### Instruction
Please pull out every item below and copy each one word for word, changing nothing.

### Dataset records
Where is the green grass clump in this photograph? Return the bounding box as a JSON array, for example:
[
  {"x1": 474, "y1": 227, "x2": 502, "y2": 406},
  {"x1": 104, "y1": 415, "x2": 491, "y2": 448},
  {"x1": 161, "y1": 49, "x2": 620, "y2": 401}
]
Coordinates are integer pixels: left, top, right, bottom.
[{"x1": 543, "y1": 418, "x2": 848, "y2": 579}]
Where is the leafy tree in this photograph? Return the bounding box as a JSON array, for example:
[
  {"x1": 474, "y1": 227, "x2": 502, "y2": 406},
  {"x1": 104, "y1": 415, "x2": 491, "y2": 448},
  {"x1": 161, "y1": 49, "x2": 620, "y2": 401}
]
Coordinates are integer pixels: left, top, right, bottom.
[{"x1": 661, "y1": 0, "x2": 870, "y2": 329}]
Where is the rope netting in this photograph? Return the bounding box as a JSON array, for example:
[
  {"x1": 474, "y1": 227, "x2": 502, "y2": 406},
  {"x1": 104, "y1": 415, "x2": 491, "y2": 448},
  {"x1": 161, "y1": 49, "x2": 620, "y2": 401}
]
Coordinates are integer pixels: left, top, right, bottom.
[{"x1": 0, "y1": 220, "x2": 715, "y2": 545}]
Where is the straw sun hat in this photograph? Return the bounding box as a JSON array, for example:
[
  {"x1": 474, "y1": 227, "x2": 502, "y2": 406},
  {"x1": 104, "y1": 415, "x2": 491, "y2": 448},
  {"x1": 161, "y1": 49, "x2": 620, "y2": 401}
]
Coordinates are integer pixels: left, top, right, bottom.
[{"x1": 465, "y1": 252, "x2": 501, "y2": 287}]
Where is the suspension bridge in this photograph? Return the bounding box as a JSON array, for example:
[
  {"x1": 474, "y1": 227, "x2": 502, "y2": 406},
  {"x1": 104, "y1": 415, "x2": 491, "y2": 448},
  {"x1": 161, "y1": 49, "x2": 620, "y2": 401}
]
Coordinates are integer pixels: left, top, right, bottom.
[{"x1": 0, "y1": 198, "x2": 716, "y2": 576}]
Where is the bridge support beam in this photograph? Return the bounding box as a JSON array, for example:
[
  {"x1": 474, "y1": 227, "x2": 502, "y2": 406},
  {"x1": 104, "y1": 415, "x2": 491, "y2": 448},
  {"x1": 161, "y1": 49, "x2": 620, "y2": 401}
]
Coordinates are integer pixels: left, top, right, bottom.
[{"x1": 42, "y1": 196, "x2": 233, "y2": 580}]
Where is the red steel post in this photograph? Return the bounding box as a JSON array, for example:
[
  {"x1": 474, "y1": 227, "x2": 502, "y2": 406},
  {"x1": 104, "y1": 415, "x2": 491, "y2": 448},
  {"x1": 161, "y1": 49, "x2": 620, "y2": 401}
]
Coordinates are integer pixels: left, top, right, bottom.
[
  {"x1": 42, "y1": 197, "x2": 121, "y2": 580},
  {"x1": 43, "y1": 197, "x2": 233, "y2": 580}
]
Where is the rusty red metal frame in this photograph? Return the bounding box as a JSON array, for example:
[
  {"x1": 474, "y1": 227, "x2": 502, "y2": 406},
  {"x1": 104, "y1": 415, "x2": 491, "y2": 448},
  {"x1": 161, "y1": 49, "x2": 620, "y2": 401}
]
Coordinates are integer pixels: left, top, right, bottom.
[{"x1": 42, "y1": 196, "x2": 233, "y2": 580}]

### Reply to the exercise
Where is the green grass clump in this photograph? Return the bounding box as a JSON array, for example:
[
  {"x1": 474, "y1": 227, "x2": 502, "y2": 406},
  {"x1": 104, "y1": 415, "x2": 491, "y2": 448},
  {"x1": 161, "y1": 49, "x2": 620, "y2": 401}
]
Coordinates are integer pixels: left, top, right, bottom.
[{"x1": 543, "y1": 418, "x2": 848, "y2": 579}]
Where is the leafy tree in this photograph? Return the bounding box as a JSON array, for example:
[
  {"x1": 474, "y1": 227, "x2": 502, "y2": 406},
  {"x1": 104, "y1": 415, "x2": 491, "y2": 448},
  {"x1": 161, "y1": 49, "x2": 620, "y2": 401}
]
Coordinates are integer pixels: left, top, right, bottom.
[{"x1": 661, "y1": 0, "x2": 870, "y2": 329}]
Where is the rope netting in this photograph? Return the bounding box as a JSON array, for example:
[
  {"x1": 474, "y1": 227, "x2": 502, "y2": 406},
  {"x1": 104, "y1": 415, "x2": 491, "y2": 448},
  {"x1": 161, "y1": 49, "x2": 620, "y2": 401}
]
Coordinates are integer pixels: left, top, right, bottom.
[{"x1": 0, "y1": 220, "x2": 715, "y2": 545}]
Where is the straw sun hat in this photograph? Return the bounding box as a JSON array, for example:
[
  {"x1": 474, "y1": 227, "x2": 502, "y2": 406},
  {"x1": 104, "y1": 415, "x2": 491, "y2": 448},
  {"x1": 161, "y1": 49, "x2": 620, "y2": 401}
]
Coordinates are integer pixels: left, top, right, bottom.
[{"x1": 465, "y1": 252, "x2": 501, "y2": 287}]
Where is the suspension bridge in this photograph? Return the bounding box as a JSON array, for example:
[
  {"x1": 474, "y1": 227, "x2": 502, "y2": 406},
  {"x1": 104, "y1": 415, "x2": 491, "y2": 448},
  {"x1": 161, "y1": 49, "x2": 620, "y2": 401}
]
Coordinates are integer pixels: left, top, right, bottom.
[{"x1": 0, "y1": 198, "x2": 716, "y2": 576}]
Where is the bridge support beam in this photograph? Return the bounding box as a JSON array, for example:
[
  {"x1": 474, "y1": 227, "x2": 502, "y2": 406},
  {"x1": 104, "y1": 415, "x2": 491, "y2": 448},
  {"x1": 161, "y1": 49, "x2": 620, "y2": 401}
]
Coordinates are integer pixels: left, top, right, bottom.
[{"x1": 42, "y1": 196, "x2": 233, "y2": 580}]
Where is the red steel post in this photograph? Return the bounding box as a JSON array, for example:
[
  {"x1": 474, "y1": 227, "x2": 502, "y2": 406},
  {"x1": 104, "y1": 415, "x2": 491, "y2": 448},
  {"x1": 161, "y1": 49, "x2": 620, "y2": 401}
]
Coordinates are integer pixels: left, top, right, bottom.
[
  {"x1": 42, "y1": 197, "x2": 121, "y2": 580},
  {"x1": 43, "y1": 197, "x2": 233, "y2": 580}
]
Where is the rusty red metal frame in this photograph? Return the bounding box as a JSON array, for example:
[
  {"x1": 474, "y1": 227, "x2": 502, "y2": 406},
  {"x1": 104, "y1": 415, "x2": 491, "y2": 448},
  {"x1": 161, "y1": 49, "x2": 620, "y2": 401}
]
Coordinates are integer pixels: left, top, right, bottom.
[{"x1": 42, "y1": 196, "x2": 233, "y2": 580}]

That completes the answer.